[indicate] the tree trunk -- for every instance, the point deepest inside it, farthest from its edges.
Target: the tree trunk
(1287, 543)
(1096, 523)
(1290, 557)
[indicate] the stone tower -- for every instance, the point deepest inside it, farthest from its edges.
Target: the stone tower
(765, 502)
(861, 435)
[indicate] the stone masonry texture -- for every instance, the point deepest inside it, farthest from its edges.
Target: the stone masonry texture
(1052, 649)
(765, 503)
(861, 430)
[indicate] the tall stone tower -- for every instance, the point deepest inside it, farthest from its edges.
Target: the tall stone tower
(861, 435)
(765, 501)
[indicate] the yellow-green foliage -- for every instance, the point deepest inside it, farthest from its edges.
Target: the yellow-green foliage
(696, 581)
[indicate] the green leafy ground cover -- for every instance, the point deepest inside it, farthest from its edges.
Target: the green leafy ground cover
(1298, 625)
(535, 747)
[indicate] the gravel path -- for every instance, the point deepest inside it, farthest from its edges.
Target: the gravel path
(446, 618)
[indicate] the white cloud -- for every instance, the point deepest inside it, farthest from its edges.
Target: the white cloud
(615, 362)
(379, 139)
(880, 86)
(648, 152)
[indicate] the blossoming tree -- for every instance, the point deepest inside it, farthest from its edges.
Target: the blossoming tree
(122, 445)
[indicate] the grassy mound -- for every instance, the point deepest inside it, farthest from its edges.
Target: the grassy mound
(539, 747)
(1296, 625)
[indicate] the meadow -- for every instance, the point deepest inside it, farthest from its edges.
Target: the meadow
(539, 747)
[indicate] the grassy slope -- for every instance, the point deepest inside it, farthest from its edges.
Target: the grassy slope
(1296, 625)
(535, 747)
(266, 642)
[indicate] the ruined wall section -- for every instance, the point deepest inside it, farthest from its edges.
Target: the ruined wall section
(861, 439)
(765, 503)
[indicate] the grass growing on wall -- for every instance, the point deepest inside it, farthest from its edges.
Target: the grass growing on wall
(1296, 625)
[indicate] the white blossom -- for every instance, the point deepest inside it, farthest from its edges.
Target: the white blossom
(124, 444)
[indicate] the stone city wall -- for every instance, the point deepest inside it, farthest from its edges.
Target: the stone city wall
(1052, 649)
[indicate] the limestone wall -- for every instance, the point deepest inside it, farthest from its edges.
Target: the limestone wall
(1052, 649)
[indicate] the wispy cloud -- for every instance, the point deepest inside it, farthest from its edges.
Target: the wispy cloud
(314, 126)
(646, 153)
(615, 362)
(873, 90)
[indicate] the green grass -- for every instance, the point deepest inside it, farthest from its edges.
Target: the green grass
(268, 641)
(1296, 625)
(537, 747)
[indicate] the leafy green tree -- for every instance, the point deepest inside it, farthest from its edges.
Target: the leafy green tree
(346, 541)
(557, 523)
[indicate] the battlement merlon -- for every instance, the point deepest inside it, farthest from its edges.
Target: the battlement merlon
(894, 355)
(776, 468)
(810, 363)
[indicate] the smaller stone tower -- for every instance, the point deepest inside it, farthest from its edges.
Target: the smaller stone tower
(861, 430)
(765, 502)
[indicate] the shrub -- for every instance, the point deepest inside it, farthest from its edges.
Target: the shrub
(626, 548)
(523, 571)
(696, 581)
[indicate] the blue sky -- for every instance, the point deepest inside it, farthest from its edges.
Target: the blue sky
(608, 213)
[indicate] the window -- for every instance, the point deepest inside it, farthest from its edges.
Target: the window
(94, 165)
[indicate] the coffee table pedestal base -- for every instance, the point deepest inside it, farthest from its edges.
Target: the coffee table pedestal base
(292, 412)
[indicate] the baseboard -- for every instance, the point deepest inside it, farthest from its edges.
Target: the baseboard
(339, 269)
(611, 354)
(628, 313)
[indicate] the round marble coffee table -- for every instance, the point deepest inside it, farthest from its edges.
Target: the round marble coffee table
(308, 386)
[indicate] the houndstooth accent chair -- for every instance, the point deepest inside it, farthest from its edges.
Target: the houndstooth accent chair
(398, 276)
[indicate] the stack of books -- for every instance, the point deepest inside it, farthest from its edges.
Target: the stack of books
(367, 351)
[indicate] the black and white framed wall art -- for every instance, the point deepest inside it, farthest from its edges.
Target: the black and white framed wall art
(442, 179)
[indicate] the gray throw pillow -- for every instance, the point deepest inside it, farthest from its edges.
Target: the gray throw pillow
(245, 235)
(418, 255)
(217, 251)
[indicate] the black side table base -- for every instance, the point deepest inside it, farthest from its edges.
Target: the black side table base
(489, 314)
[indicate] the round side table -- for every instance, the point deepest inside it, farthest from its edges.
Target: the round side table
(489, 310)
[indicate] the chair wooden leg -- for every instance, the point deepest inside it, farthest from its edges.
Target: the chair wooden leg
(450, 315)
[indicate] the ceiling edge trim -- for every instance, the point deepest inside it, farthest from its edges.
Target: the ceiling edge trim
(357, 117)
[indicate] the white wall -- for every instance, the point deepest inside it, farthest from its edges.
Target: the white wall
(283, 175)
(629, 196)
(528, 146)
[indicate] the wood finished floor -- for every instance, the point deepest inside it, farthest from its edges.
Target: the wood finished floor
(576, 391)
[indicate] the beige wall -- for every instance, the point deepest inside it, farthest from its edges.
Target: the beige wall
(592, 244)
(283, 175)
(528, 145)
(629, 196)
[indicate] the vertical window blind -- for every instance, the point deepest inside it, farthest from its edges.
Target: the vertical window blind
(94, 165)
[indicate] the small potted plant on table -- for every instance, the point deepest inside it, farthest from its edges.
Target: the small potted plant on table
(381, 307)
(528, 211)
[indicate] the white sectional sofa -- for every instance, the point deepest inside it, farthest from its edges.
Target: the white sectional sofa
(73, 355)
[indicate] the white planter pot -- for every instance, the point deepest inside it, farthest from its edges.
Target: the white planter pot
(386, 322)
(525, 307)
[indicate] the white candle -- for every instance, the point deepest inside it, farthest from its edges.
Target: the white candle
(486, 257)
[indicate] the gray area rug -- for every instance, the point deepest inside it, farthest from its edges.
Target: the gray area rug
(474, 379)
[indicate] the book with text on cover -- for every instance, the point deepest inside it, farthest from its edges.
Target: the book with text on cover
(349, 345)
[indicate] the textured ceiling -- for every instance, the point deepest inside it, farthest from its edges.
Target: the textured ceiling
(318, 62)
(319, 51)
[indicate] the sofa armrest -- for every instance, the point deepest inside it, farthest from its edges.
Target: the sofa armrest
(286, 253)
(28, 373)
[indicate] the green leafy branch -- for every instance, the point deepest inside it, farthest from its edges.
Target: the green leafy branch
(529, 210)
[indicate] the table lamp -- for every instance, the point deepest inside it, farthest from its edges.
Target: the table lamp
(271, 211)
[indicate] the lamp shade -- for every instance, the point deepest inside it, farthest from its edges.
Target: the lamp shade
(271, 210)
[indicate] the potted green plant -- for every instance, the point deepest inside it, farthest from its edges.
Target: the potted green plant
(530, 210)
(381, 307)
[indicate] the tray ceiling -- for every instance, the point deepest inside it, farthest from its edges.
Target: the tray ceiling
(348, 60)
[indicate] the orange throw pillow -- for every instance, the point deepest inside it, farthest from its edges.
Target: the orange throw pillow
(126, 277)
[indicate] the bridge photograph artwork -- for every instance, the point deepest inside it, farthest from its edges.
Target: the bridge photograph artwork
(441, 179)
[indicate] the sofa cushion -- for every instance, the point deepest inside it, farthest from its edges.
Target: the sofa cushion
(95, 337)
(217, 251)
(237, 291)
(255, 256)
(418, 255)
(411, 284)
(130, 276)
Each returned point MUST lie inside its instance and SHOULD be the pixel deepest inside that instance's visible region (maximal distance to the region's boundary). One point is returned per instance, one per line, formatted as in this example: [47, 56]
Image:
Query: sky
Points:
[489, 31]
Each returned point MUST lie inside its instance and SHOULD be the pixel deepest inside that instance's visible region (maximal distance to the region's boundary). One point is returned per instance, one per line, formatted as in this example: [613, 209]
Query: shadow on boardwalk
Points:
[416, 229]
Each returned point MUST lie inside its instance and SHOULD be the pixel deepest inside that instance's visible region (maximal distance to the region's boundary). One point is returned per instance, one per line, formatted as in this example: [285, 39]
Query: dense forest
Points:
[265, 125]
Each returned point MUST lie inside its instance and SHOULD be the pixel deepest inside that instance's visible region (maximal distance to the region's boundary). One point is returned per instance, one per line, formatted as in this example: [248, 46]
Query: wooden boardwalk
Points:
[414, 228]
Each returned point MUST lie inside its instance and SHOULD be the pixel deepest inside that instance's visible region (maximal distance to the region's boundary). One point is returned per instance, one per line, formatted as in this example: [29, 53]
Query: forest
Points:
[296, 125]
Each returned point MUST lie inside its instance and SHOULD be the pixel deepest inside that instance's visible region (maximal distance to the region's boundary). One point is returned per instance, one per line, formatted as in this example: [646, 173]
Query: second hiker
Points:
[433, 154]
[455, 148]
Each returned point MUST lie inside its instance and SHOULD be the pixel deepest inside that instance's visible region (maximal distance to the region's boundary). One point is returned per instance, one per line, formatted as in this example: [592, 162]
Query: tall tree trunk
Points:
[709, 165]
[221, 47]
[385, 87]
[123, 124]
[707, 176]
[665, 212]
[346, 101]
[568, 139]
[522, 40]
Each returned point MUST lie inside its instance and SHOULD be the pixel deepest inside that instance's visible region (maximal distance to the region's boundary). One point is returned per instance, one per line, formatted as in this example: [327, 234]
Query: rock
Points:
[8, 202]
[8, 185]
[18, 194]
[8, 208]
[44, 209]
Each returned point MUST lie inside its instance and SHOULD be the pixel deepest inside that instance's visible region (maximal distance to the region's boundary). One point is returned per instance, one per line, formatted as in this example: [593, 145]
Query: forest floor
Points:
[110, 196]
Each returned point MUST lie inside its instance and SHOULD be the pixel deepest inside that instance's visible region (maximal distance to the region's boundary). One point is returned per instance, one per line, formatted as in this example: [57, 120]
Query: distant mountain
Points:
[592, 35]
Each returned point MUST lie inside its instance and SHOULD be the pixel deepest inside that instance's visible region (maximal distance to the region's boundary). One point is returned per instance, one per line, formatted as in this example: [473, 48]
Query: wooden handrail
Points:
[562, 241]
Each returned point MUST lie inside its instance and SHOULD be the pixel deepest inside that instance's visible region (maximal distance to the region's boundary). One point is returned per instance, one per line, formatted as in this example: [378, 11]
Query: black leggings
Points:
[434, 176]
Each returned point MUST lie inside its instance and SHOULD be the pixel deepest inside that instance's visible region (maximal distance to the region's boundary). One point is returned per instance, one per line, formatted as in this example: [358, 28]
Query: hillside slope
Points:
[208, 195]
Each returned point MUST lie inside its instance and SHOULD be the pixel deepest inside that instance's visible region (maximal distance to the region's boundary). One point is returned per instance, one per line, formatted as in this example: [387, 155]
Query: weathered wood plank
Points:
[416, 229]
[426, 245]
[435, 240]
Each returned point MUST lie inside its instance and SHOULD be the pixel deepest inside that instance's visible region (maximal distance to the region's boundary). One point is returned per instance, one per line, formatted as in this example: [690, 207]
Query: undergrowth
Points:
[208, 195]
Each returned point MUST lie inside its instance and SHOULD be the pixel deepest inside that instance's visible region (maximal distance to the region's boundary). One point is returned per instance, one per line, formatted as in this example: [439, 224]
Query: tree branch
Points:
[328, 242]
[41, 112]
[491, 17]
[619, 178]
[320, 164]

● TASK DESCRIPTION: Output, from the data above, the lines from the line with "Target: the grassy mound" to the line with "[indicate] the ruined" exactly as they stand, both ends included and nothing else.

● RESULT OF THIS EXERCISE:
Target: the grassy mound
(539, 747)
(1296, 625)
[indicate] the meadow -- for every instance, the point deepest inside it, farthest from its edges.
Target: the meadow
(539, 747)
[indicate] the grassy slope -- for every instance, the point deepest inside it, farthest from its edges.
Target: the grassy slope
(1296, 625)
(535, 747)
(266, 642)
[indicate] the ruined wall section -- for every instance, the point deepest inside it, farthest from its edges.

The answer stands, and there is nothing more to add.